## [Compiti da svolgere]
(A) Nel brano sulla chitarra e sulla stonatura, a quale età chi scrive imparò da autodidatta a suonare la chitarra?
(B) Scrivi il seguito del brano sulla chitarra e sulla stonatura, partendo dopo la sua ultima frase.

## [Brano di testo]
○ ○ ○ ○ ○ ○ ○
Quando avevo quindici anni, ai tempi in cui cominciavo a frequentare assiduamente l’oratorio (con annessi e connessi, vedi esperienze come animatore del grest e dell’ACR, primi passi nel gruppo teatrale, campi invernali ed estivi in montagna, messe e incontri di preghiera come se non ci fosse un domani), imparai da autodidatta a suonare la chitarra. Non diventai un professionista, ma in breve riuscii a farmi inserire tra i “musicisti” del coretto dei giovani in chiesa, nonché a intrattenere assieme ad altri amici alcune serate musicali davanti al fuoco. In realtà, una sera arrivai anche a salire su un palco con una chitarra elettrica e ad abbozzare un breve e semplice assolo, ma questa è un’altra storia.
L’idea di mettermi davanti al libro di musica delle scuole medie e di segarmi le dita fino a imparare l’esecuzione di tutti gli accordi nacque dal dolore. Non un dolore fisico, ma il dolore psicologico derivante dalla consapevolezza di procedere su una strada parallela rispetto alla musica.
Sono stonato. Molto stonato. Non al livello più basso dell’ipotetica scala degli stonati, ma comunque abbastanza da creare fastidio se provo a cantare.
Ecco, vedete, all’oratorio (prima) e anche fuori da quel contesto (poi) sentivo gli amici cantare. Ne avevo alcuni che erano davvero bravi, tanto bravi da vincere concorsi, da farti venire la pelle d’oca, da meritarsi la standing ovation di un pubblico di centinaia di persone. Tanto bravi da farmi piangere quando rivedevo le registrazioni dei primi musical del gruppo di cui sono parte. Tanto bravi, in sintesi, da insegnarmi quanto la musica, e principalmente nello strumento della voce umana, sia la forma di espressione artistica che più direttamente raggiunge e accarezza le corde dell’anima. Se mi concedete una similitudine biologica, la musica è come l’ATP, energia direttamente spendibile.
○ ○ ○ ○ ○ ○ ○
## [Dati forniti]
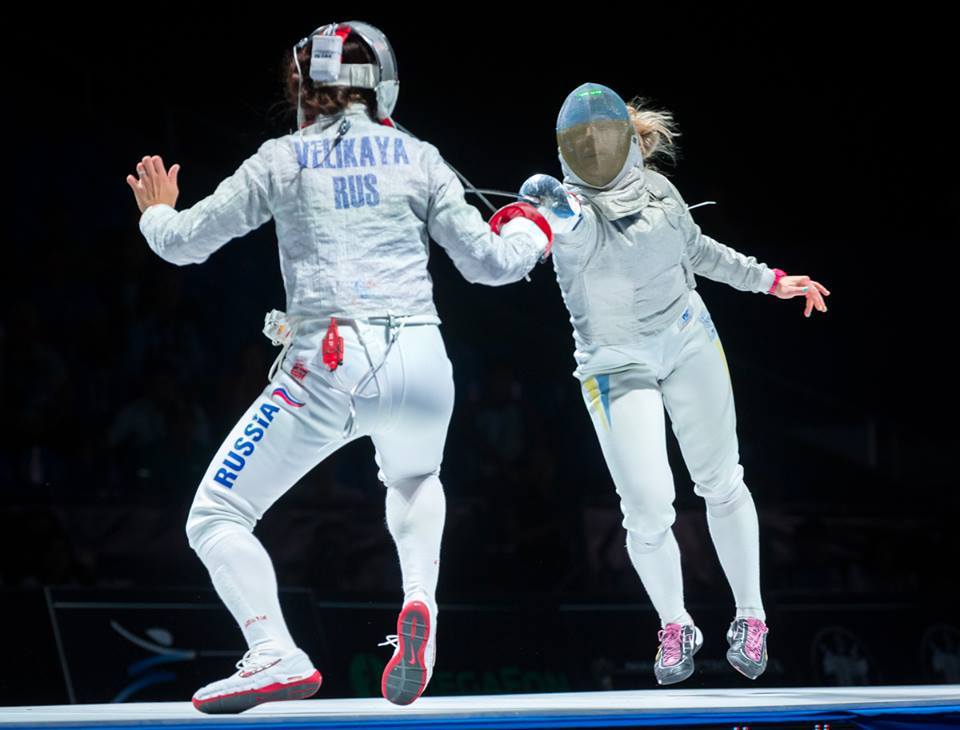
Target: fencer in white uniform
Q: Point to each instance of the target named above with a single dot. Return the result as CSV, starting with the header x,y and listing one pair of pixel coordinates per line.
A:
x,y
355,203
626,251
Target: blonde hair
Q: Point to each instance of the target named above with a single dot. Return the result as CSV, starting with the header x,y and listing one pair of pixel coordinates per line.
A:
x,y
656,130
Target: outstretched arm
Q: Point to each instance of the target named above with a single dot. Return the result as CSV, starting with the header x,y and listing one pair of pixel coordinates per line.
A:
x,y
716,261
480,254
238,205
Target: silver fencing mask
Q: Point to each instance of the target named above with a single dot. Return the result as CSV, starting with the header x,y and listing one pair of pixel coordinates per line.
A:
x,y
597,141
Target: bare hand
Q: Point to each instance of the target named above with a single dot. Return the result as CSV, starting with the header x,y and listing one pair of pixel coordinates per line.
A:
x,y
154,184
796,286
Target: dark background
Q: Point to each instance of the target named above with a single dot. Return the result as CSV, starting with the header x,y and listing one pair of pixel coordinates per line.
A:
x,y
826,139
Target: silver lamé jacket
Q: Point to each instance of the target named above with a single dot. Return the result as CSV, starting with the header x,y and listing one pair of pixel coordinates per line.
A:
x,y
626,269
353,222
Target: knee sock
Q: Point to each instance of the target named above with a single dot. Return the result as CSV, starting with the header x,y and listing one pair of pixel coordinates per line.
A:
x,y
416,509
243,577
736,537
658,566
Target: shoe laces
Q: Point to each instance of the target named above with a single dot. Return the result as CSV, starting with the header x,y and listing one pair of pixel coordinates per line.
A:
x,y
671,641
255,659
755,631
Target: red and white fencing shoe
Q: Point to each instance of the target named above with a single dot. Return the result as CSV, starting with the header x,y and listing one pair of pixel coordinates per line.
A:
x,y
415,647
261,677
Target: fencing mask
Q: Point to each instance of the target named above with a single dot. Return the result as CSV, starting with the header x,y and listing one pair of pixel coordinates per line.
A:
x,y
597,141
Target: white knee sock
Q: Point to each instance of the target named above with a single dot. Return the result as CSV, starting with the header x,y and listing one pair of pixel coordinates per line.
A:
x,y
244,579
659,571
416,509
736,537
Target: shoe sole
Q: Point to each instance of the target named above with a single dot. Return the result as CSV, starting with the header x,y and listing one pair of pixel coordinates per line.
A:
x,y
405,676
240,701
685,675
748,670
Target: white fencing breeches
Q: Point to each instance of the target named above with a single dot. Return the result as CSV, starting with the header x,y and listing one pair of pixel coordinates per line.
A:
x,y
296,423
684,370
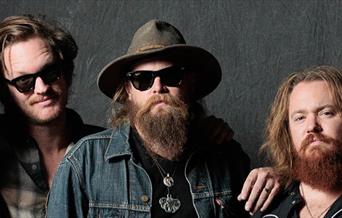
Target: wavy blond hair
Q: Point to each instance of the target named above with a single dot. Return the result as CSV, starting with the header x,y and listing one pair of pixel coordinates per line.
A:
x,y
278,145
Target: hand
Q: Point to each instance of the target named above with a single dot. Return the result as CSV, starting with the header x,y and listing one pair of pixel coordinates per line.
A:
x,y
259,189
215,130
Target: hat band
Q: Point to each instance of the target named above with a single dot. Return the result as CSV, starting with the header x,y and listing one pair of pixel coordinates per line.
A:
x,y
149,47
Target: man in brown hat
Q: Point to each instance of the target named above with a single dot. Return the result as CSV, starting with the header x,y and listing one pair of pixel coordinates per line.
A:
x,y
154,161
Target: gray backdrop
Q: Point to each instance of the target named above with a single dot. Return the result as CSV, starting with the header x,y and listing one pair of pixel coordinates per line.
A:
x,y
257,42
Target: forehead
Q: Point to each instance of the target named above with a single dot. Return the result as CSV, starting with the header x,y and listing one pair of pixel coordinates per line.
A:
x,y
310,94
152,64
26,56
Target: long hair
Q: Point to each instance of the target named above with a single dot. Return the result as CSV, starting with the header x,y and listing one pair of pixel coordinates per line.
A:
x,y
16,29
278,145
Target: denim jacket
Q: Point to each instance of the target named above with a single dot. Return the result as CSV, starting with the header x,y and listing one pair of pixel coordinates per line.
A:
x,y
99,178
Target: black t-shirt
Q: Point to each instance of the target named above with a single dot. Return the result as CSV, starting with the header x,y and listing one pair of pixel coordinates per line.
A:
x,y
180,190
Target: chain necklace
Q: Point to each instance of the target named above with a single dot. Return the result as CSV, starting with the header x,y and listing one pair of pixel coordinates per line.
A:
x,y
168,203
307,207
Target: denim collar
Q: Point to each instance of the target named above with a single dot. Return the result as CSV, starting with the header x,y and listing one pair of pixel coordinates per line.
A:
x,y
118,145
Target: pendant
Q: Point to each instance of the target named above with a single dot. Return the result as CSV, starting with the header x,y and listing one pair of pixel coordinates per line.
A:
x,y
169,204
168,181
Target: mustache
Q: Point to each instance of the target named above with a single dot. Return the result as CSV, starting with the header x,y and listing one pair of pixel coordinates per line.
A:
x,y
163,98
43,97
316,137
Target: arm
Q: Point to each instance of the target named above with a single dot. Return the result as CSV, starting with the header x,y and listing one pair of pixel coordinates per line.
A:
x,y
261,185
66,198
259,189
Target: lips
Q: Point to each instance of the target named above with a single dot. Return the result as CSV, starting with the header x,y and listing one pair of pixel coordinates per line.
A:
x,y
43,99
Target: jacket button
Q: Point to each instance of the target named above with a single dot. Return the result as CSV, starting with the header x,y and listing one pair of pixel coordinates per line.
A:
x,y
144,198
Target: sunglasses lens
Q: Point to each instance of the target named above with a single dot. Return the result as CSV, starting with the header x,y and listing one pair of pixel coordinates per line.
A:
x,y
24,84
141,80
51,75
○ ○ ○ ○ ○ ○ ○
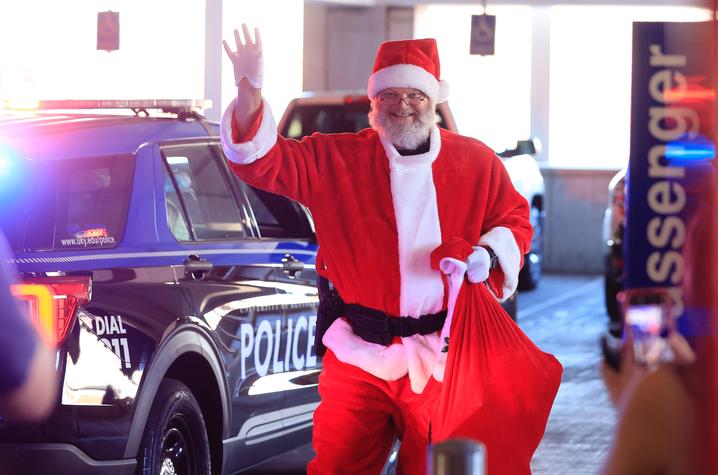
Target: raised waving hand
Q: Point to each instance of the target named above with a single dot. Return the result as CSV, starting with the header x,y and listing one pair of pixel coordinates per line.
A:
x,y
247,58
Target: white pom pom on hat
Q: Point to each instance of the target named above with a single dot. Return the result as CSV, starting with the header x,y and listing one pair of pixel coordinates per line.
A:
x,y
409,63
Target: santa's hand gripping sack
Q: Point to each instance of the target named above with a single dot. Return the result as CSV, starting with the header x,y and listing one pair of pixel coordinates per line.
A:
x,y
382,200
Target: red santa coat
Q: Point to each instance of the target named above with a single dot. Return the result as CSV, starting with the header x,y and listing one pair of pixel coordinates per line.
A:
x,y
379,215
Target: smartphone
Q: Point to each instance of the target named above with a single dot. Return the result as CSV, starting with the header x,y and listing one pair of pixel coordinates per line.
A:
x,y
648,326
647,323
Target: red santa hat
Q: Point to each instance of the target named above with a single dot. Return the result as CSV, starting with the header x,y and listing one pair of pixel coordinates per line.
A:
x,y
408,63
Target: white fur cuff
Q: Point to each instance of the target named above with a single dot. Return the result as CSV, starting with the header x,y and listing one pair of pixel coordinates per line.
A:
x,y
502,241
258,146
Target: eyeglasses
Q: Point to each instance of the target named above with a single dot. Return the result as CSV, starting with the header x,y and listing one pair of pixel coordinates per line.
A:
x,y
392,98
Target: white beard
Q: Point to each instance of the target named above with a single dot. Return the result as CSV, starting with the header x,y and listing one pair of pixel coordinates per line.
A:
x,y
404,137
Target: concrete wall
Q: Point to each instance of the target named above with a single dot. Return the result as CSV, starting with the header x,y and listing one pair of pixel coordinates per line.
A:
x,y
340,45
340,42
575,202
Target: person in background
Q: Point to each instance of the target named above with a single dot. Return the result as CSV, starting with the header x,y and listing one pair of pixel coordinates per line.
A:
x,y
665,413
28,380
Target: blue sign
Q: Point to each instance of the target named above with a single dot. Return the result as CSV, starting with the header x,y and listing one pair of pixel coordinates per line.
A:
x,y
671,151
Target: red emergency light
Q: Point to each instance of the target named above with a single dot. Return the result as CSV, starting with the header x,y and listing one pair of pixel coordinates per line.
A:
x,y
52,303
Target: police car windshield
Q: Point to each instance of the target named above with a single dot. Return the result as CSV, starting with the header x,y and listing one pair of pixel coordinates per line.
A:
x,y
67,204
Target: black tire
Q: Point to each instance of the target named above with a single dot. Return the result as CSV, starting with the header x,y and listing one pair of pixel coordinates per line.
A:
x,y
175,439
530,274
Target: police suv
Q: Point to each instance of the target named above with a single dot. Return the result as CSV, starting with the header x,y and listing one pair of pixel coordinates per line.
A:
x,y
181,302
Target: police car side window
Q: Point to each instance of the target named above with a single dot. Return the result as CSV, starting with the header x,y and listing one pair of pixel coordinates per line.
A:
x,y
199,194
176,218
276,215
○ ○ ○ ○ ○ ○ ○
## [Risposte ai compiti]
(A) A quindici anni.

(B)
Il dolore, la frustrazione, il senso di incompletezza che mi coglieva in quelle occasioni e che ancora oggi non mi dà tregua derivano proprio dalla impossibilità di accedere a questa forma di arte che è la musica. Un concetto che può essere compreso fino in fondo se si ricorda che trasmettere emozioni agli altri, per me, è uno degli obiettivi principali. Scrivo per questo, in fondo, e ho cominciato a scrivere proprio perché colpito dal modo in cui un testo scritto potesse emozionare.
La scrittura, appunto, potrebbe essere intesa come la mia forma di espressione per supplire alle mancanze canore. Mentre scrivo, io stesso la intendo in questo modo e doso le scelte stilistiche e contenutistiche, le descrizioni e le vicende dei personaggi, tenendo a mente questo obiettivo. Ma alla fine mi rendo conto di come l’immediatezza della musica, unita alla sua profondità, non riuscirà mai ad essere eguagliata da un libro. Ci potranno andare vicino una poesia, la quale comunque è meno digeribile e accessibile, e un quadro, che però non riesce a trasmettere le stesse emozioni, ma di sicuro non un romanzo, nemmeno il capolavoro del più grande autore di tutti i tempi.
La lettura richiede tempo, predisposizione, comprensione, concentrazione. Richiede immedesimazione, memoria, talvolta esperienza diretta di ciò che si legge. La musica è immediata, veloce, leggera, evocativa, pregna di significati. Là dove la lettura chiede uno sforzo al lettore, la musica si dona completamente ai suoi ascoltatori e così si configura come pura emozione. La lettura parla alla testa, la musica si rivolge al cuore.